--- START ---
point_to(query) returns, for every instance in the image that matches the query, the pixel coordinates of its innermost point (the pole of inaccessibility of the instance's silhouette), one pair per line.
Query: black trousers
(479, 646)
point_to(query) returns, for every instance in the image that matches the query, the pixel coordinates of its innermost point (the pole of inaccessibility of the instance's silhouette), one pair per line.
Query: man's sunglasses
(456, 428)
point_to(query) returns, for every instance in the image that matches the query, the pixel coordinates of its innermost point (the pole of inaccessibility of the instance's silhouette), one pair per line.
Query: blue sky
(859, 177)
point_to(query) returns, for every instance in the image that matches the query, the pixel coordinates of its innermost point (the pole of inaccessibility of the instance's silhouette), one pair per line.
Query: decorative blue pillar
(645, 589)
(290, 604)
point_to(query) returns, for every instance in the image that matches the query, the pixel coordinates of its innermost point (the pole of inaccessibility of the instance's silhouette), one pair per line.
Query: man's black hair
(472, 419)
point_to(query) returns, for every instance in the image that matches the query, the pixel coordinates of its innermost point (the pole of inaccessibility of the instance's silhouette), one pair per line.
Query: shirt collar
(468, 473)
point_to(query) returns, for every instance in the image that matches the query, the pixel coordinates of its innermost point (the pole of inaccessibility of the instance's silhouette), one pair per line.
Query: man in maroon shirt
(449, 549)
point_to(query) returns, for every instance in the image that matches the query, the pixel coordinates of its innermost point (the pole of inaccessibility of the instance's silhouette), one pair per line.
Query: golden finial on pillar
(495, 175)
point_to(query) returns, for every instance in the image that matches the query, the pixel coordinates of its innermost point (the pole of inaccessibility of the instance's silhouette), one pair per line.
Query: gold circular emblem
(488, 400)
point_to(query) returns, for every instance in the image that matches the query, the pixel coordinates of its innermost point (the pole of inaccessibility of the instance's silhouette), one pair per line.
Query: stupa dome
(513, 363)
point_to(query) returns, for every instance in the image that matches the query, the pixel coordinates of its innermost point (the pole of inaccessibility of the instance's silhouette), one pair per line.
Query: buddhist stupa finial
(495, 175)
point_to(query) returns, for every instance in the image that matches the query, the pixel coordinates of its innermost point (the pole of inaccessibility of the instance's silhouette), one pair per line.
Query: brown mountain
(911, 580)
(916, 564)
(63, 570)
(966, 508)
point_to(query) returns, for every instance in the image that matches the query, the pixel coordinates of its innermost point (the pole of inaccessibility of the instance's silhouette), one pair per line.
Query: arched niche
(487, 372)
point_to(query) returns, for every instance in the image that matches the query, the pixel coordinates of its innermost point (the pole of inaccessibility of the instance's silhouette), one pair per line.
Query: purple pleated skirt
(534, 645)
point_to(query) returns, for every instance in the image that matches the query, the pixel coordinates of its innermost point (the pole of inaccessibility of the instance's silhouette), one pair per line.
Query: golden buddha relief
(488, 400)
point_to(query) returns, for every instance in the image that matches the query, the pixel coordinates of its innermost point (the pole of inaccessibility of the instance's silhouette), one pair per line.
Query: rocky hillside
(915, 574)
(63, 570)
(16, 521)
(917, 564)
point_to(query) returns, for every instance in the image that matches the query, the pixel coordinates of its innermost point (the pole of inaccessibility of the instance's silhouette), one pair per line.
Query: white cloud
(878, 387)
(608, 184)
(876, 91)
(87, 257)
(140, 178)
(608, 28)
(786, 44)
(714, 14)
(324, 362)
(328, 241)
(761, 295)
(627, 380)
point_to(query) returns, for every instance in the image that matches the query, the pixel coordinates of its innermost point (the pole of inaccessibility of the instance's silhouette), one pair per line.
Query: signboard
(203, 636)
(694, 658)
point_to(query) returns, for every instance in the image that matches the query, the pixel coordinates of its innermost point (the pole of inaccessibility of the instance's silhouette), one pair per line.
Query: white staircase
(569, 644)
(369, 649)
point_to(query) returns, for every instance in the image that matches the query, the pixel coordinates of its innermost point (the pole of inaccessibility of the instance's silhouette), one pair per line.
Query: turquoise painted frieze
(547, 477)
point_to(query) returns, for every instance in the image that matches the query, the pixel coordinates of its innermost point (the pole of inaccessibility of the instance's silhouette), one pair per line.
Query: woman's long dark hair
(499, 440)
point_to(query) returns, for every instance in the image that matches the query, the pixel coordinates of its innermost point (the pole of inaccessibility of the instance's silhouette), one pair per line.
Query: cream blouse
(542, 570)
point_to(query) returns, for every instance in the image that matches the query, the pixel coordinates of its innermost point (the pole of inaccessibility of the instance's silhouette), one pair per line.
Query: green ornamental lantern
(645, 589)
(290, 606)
--- END ---
> [Task requirements]: Print every record exactly as it was given.

> [Answer space]:
point_to(query) returns, for every instance in the image that matches the query, the pixel coordinates of its innermost point (the pole of inaccessibility of the instance's silhouette), one pair per line.
Query: black trousers
(479, 646)
point_to(query) returns, for every instance in the image that matches the query, the pixel coordinates of its innermost point (the pole of inaccessibility of the instance's silhouette), one pair per line.
Query: man's sunglasses
(456, 428)
point_to(query) returns, for every instance in the image that matches the query, the pixel coordinates of its innermost point (the pole of inaccessibility of the instance's silhouette), one pair per line.
Query: blue sky
(859, 177)
point_to(query) returns, for every instance in the image that matches the query, the pixel coordinates of its innermost point (the pole of inaccessibility of the instance's silhouette), one pair per line.
Query: decorative blue pillar
(645, 589)
(290, 604)
point_to(query) returns, for every instance in the image that matches the query, the pixel coordinates of its innermost point (the pole of inaccessibility of the instance's silhouette), one pair per line.
Query: man's black hair
(472, 419)
point_to(query) returns, for every instance in the image that matches the query, the pixel coordinates of its innermost point (the pole of inaccessibility of the instance's silhouette), one pair per line.
Query: shirt collar
(468, 473)
point_to(query) returns, for every instance in the image that matches the query, the pixel coordinates of its innermost point (the pole of inaccessibility of the instance's silhouette), one pair per line.
Query: man in maroon shirt
(449, 549)
point_to(query) returns, for every instance in the image that matches the query, the pixel coordinates of its innermost point (the pole of inaccessibility of the instance's silhouette), one pair per line.
Query: golden finial on pillar
(495, 175)
point_to(query) returns, for every instance in the image that matches the query, the pixel coordinates of its innermost point (the pole of inaccessibility of the instance's silhouette), one pair per line.
Query: gold circular emblem
(488, 400)
point_to(query) returns, for every instance in the image that matches the query, the pixel coordinates of its innermost point (the pole of inaccessibility of the instance's silhouette), one pair per line.
Query: stupa dome
(513, 363)
point_to(query) returns, for every instance in the image that matches the query, the pixel coordinates of its innermost point (the pole of inaccessibility of the instance's silhouette), one pair per line.
Query: buddhist stupa finial
(495, 175)
point_to(query) returns, for every instance in the image that matches the query, the pixel coordinates of its innermost point (the pole of inaccessibility of the instance's silhouette), one pair per line.
Query: brown mountain
(911, 580)
(916, 564)
(63, 570)
(966, 508)
point_to(query) returns, for every instance in the image that matches the query, the pixel coordinates of its innermost point (the pole of inaccessibility of the instance's silhouette), one pair per line.
Query: arched niche
(487, 372)
point_to(query) returns, for every instance in the image that matches the query, the pixel coordinates of its innermost point (the pole of inaccessibility of the instance's silhouette), one pair per line.
Query: purple pleated skirt
(534, 645)
point_to(query) returns, for every instance in the image that matches the query, the pixel coordinates of its innermost point (the pole of inaccessibility of the instance's silhouette), one pair per line.
Query: golden buddha relief
(488, 400)
point_to(query) returns, for every instance in the image that matches the query, the pixel coordinates of its innermost point (the pole of inaccessibility of the instance's silhouette), one pair per line.
Query: rocky hillside
(915, 574)
(63, 570)
(16, 521)
(917, 564)
point_to(query) returns, for every instance in the image that matches the query, the pixel coordinates of its innermost point (the pole of inaccessibility of the instance's silhouette), one pair per line.
Query: white cloud
(878, 387)
(608, 184)
(876, 91)
(87, 257)
(140, 178)
(608, 28)
(786, 44)
(714, 14)
(324, 362)
(328, 241)
(761, 295)
(627, 380)
point_to(query) returns, for every instance in the image that matches the query, the pixel coordinates of its innermost point (the pole of inaccessibility of the instance's silhouette), one pair per line.
Query: signboard
(203, 636)
(694, 658)
point_to(query) returns, for every instance in the image that matches the query, the pixel coordinates of its innermost point (the pole of inaccessibility of the instance's silhouette), one pair per line.
Query: white staircase
(569, 644)
(369, 649)
point_to(query) returns, for every instance in the image that matches the query, the pixel coordinates of its innermost point (the pole of inaccessibility of the instance's silhouette), one pair per line.
Query: turquoise painted frieze
(547, 477)
point_to(query) returns, for every instance in the image that matches the query, the pixel coordinates of its innermost point (the pole of inaccessibility of the instance's silhouette), one pair per line.
Query: woman's long dark hair
(499, 440)
point_to(query) returns, for every instance in the image that matches the query, the pixel coordinates of its innermost point (the pole of inaccessibility of the instance's silhouette), one pair per line.
Query: cream blouse
(542, 570)
point_to(query) returns, for every instance in the image that matches the query, the pixel coordinates of its innermost point (the pole of inaccessibility of the instance's silhouette), one pair per line.
Query: green ornamental lantern
(645, 589)
(290, 606)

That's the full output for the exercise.